■ **PASSAGE GIVEN**
You can get pretty far in programming without understanding Data Structures, but eventually, you are going to need to know them, understand how they work and when to use them.
What is a data structure?
A data structure as the name implies is a structure for holding data. When you are writing a program, you always have to store some form of data.
The simplest form of data could be the value of a variable, but once you need to store multiple values, how you store them begins to matter to the performance of your application.
Once you understand the different data structures and when to use them, you will have another tool in your toolbox that you can use to write better programs.
As the saying goes:
If all you have is a hammer, everything looks like a nail.
Treating everything like a nail is going to lead to poorly designed software with bad performance. Different data structures have different uses, so you want to make sure you are using the right one.
The simplest type of data structure is an array.
Arrays are simply multiple values stored in memory. The key thing to remember is that arrays in most languages are stored in contiguous blocks of memory.
What I mean by that, is they are stored all together in one block in memory. When you create an array, you have to specify how big the array will be, either with a number or by initializing it with the elements in the array.
This is because the computer needs to find a free block of memory large enough to store the array. If it can’t find a block large enough, it needs to see if any memory can be freed up somewhere. All of this memory management takes extra time, which can really make a difference if you are trying to build a performant application.
Some programming languages will give you methods to add and remove items from an array.
Even though the programming languages make it easy to do this, you have to remember that the computer will still need to find a free block of memory to store your whole array in and then free up the memory where your array used to be.
This can be computationally expensive if you are constantly adding or removing items from an array.
Arrays are great when you would like to iterate through all the items, either for mathematical operations or for looping through the values. As all the items in the array are located next to each in memory, it is less taxing on the computer.
If you need to constantly add and remove items, then you might be better off with a list.
Lists are a bit like arrays in that they store multiple values but instead of having a fixed size, you can add and remove items from them more easily.
Unlike arrays, you don’t need to allocate how much space you need when you first initialize the list.
Lists can be considered auto-arrays, as they automatically allocate the memory for you. They are still essentially arrays under the hood.

■ **TASKS TO CARRY OUT**
1) According to the passage on data structures, how are arrays stored in memory in most programming languages?
2) Copy the passage on data structures word for word, from "Once you understand" up to and including "like a nail.".

■ **RECORDS SHOWN**
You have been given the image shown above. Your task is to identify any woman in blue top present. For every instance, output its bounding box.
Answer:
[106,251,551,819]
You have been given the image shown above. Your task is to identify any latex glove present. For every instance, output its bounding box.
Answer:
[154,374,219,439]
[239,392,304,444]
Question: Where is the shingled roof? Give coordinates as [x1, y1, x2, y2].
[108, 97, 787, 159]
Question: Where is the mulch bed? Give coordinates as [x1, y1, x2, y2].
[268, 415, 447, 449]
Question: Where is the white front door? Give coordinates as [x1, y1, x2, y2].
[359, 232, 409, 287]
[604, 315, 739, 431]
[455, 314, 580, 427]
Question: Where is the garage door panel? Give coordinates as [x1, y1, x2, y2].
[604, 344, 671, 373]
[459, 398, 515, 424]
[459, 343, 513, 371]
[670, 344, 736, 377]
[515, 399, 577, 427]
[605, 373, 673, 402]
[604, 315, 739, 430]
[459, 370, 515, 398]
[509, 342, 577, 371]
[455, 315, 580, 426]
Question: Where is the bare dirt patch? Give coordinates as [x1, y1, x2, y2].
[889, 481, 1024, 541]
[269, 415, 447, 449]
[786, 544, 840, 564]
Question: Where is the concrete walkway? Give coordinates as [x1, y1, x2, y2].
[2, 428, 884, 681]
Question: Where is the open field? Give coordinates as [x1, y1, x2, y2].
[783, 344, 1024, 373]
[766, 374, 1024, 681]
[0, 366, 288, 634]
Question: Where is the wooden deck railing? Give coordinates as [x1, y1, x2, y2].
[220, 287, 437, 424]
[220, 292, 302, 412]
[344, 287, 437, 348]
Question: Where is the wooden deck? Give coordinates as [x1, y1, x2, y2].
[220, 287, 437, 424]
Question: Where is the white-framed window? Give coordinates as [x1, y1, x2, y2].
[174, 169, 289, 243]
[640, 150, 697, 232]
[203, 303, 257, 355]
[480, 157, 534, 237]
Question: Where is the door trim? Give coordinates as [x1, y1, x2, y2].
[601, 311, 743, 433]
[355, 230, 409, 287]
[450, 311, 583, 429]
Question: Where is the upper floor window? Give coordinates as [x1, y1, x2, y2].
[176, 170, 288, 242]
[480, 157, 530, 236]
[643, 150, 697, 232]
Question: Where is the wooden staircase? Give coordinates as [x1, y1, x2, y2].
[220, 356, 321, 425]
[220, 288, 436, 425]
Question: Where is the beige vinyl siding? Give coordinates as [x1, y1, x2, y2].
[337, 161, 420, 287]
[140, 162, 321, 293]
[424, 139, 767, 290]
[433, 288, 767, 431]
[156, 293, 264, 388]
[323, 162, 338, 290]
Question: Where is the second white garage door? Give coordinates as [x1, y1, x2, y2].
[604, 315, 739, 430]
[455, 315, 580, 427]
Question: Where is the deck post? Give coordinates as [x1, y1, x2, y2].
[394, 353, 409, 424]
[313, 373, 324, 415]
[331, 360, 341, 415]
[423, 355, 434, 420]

...

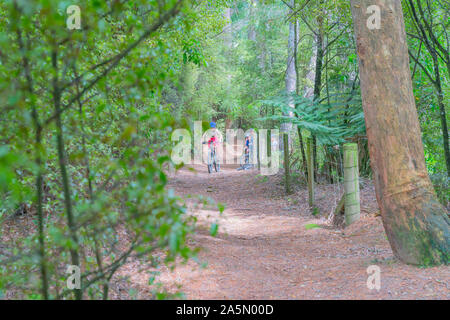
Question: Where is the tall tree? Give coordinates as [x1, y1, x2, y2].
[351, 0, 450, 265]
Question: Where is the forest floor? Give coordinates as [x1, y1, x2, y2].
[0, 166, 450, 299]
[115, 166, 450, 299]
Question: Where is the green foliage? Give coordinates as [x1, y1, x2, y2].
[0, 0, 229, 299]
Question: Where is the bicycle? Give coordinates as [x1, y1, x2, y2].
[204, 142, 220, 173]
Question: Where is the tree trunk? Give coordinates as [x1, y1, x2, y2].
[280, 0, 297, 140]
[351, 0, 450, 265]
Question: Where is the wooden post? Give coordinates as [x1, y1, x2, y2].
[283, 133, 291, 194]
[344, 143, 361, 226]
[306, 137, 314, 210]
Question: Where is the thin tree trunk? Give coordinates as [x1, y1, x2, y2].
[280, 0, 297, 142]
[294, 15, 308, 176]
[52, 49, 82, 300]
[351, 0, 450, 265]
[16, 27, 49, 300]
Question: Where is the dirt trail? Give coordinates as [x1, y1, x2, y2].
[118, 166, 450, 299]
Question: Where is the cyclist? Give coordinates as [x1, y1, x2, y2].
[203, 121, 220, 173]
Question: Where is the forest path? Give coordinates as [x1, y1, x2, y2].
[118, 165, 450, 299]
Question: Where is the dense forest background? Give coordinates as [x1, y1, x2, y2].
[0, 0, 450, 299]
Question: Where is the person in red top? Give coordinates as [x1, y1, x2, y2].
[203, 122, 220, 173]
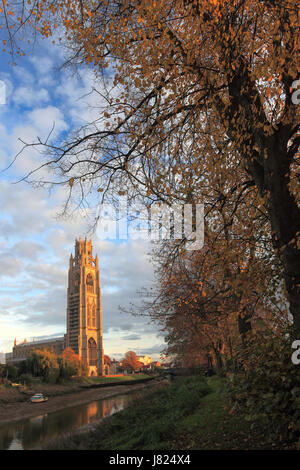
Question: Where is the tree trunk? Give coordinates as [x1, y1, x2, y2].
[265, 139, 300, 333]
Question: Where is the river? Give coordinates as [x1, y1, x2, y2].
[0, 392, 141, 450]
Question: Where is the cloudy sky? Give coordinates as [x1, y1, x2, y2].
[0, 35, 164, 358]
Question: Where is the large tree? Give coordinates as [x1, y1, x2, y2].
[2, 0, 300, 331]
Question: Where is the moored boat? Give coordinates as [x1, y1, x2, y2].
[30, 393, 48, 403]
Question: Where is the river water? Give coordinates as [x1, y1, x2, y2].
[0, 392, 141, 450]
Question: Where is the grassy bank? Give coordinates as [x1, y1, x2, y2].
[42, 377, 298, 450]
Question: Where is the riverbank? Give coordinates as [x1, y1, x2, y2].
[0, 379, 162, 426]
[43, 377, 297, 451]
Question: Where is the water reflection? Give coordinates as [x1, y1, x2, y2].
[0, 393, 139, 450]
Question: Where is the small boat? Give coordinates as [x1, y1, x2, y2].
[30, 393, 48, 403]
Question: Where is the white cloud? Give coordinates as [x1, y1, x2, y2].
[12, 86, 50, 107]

■ **SOLUTION SET**
1) In contiguous blocks of memory.

2)
Once you understand the different data structures and when to use them, you will have another tool in your toolbox that you can use to write better programs.
As the saying goes:
If all you have is a hammer, everything looks like a nail.